Update diffusion config & code

fish_speech/configs/hubert_vq_diffusion.yaml

@@ -24,14 +24,14 @@ win_length: 2048
 # Dataset Configuration
 train_dataset:
   _target_: fish_speech.datasets.vqgan.VQGANDataset
-  filelist: data/vq_train_filelist.txt
+  filelist: data/filelist.split.train
   sample_rate: ${sample_rate}
   hop_length: ${hop_length}
   slice_frames: 512
 
 val_dataset:
   _target_: fish_speech.datasets.vqgan.VQGANDataset
-  filelist: data/vq_val_filelist.txt
+  filelist: data/filelist.split.valid
   sample_rate: ${sample_rate}
   hop_length: ${hop_length}
 
@@ -51,7 +51,7 @@ model:
 
   text_encoder:
     _target_: fish_speech.models.vqgan.modules.encoders.TextEncoder
-    in_channels: 1024
+    in_channels: 2048
     out_channels: 128
     hidden_channels: 192
     hidden_channels_ffn: 768

fish_speech/datasets/vqgan.py

@@ -94,7 +94,7 @@ class VQGANCollator:
             )
             features.append(
                 torch.nn.functional.pad(
-                    x["features"], (0, 0, 0, feature_maxlen - len(x["features"]))
+                    x["features"], (0, feature_maxlen - len(x["features"]))
                 )
             )
 

fish_speech/models/vq_diffusion/lit_module.py

@@ -11,6 +11,7 @@ from lightning.pytorch.loggers import TensorBoardLogger, WandbLogger
 from matplotlib import pyplot as plt
 from torch import nn
 from tqdm import tqdm
+from transformers import HubertModel
 
 from fish_speech.models.vq_diffusion.convnext_1d import ConvNext1DModel
 from fish_speech.models.vqgan.modules.encoders import (
@@ -86,7 +87,7 @@ class VQDiffusion(L.LightningModule):
         features, feature_lengths = batch["features"], batch["feature_lengths"]
 
         audios = audios.float()

(Given entries):
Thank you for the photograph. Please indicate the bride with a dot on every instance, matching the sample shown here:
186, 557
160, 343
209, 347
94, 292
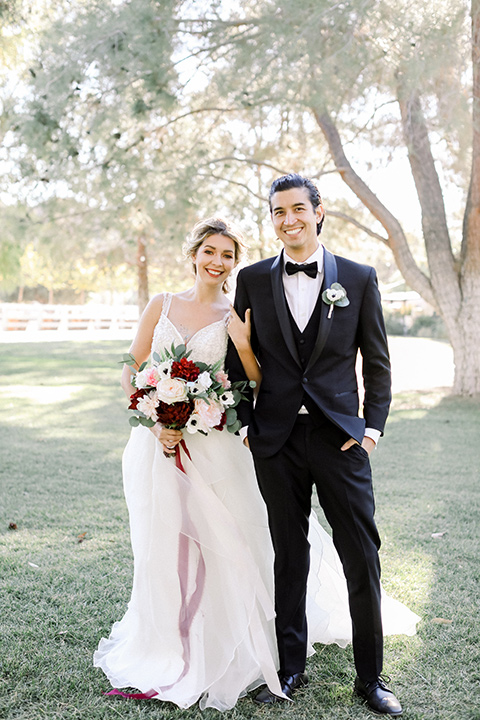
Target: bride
200, 622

(Requirements):
**A)** In the diffusion commit diff, what value does the text encoder's in_channels take after the change?
**B)** Translate the title line of the diffusion commit diff, "Update diffusion config & code", into Spanish.
**C)** Extend the diffusion commit diff by continuing it from its final line.

(Responses for each task):
**A)** 2048

**B)** Actualizar la configuración y el código de difusión

**C)**
-        features = features.float().mT
+        # features = features.float().mT
         audios = audios[:, None, :]
 
         with torch.no_grad():
@@ -95,18 +96,20 @@ class VQDiffusion(L.LightningModule):
         mel_lengths = audio_lengths // self.hop_length
 
         feature_masks = torch.unsqueeze(
-            sequence_mask(feature_lengths, features.shape[2]), 1
+            sequence_mask(feature_lengths, features.shape[1]), 1
         ).to(gt_mels.dtype)
         mel_masks = torch.unsqueeze(sequence_mask(mel_lengths, gt_mels.shape[2]), 1).to(
             gt_mels.dtype
         )
 
         speaker_features = self.speaker_encoder(gt_mels, mel_masks)
-        vq_features, vq_loss = self.vq_encoder(features, feature_masks)
+        # vq_features, vq_loss = self.vq_encoder(features, feature_masks)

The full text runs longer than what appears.